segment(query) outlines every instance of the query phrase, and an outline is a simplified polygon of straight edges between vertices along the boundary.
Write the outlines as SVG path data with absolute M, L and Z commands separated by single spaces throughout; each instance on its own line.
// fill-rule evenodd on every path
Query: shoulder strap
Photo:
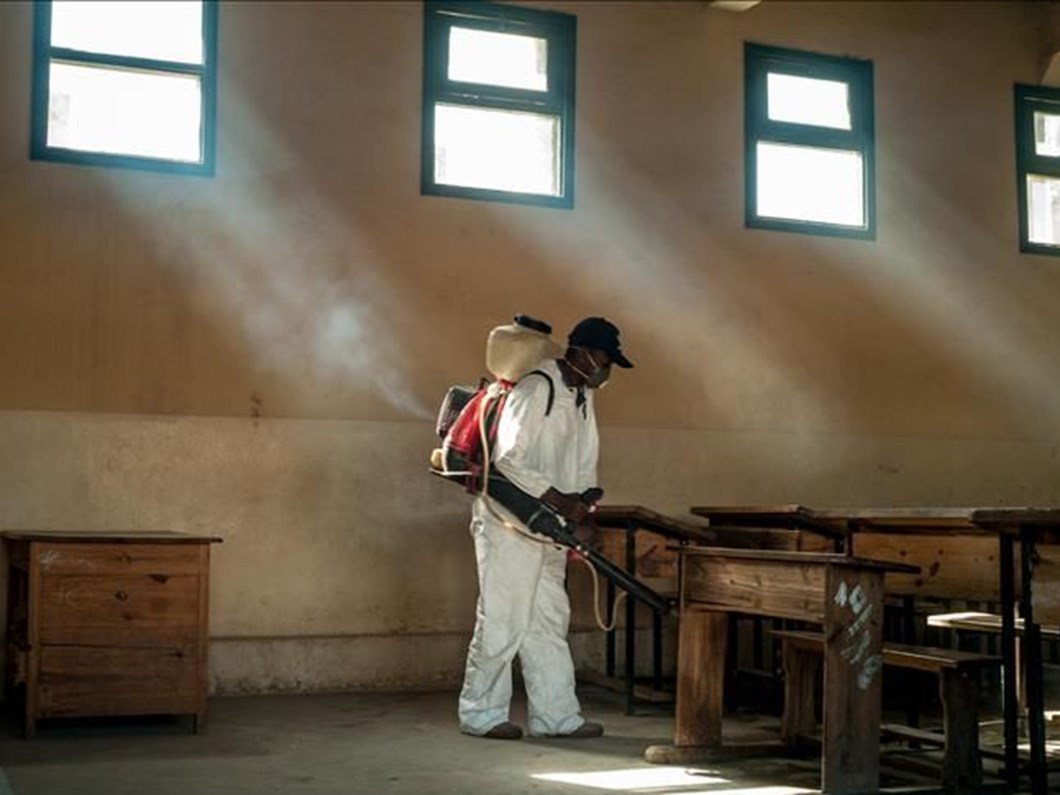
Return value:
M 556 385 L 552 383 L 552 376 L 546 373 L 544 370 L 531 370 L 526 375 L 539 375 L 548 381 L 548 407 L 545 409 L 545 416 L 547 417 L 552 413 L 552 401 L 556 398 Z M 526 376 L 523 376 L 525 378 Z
---
• Exercise goal: Repeat the material above in full and unchanged, minus its images.

• Exercise result:
segment(query) outlines every instance of the query phrase, and an outline is a simplified polygon of straight edges between vertices along the boundary.
Write the outlines as SVG path data with absolute M, L and Z commands separated by single spaces throughout; each instance on its own line.
// fill-rule evenodd on every path
Query: shoulder strap
Photo:
Return value:
M 556 385 L 552 383 L 552 376 L 546 373 L 544 370 L 531 370 L 526 375 L 539 375 L 548 381 L 548 407 L 545 409 L 545 416 L 547 417 L 552 413 L 552 401 L 556 398 Z M 526 376 L 523 376 L 525 378 Z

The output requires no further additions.